Natural-language object grounding data:
═══

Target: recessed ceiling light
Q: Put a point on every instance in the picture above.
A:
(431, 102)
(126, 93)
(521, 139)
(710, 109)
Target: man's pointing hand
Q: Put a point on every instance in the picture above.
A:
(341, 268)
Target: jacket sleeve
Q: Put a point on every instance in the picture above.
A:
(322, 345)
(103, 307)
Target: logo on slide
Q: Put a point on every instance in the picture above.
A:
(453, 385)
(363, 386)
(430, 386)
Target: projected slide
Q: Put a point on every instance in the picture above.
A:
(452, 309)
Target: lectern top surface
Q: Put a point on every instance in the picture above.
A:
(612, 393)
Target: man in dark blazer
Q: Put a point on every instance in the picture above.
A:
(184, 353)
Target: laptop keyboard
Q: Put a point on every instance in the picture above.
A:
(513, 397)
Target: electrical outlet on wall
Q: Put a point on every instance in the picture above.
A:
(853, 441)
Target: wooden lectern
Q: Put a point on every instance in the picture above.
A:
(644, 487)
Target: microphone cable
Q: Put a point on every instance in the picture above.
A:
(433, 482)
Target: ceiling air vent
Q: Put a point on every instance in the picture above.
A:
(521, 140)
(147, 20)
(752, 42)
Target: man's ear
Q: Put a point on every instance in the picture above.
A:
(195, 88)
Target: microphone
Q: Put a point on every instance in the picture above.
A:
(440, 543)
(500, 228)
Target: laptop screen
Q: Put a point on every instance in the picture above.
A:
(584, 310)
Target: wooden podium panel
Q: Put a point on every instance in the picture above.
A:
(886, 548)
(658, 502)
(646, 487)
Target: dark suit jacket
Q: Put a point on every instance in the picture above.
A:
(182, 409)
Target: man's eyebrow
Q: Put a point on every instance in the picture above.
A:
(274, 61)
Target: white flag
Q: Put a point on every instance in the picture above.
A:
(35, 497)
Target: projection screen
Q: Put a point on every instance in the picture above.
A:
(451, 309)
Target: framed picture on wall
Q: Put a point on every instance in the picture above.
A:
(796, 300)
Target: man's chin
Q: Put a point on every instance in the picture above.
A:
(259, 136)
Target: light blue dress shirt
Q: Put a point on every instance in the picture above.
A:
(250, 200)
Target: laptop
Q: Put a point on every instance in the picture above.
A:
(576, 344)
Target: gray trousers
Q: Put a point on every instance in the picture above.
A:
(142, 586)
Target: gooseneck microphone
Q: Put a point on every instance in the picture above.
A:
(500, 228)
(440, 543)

═══

Problem statement> Your task is to return each line of the data above that contains the string "laptop".

Answer to this exercise>
Target: laptop keyboard
Target: laptop screen
Target: laptop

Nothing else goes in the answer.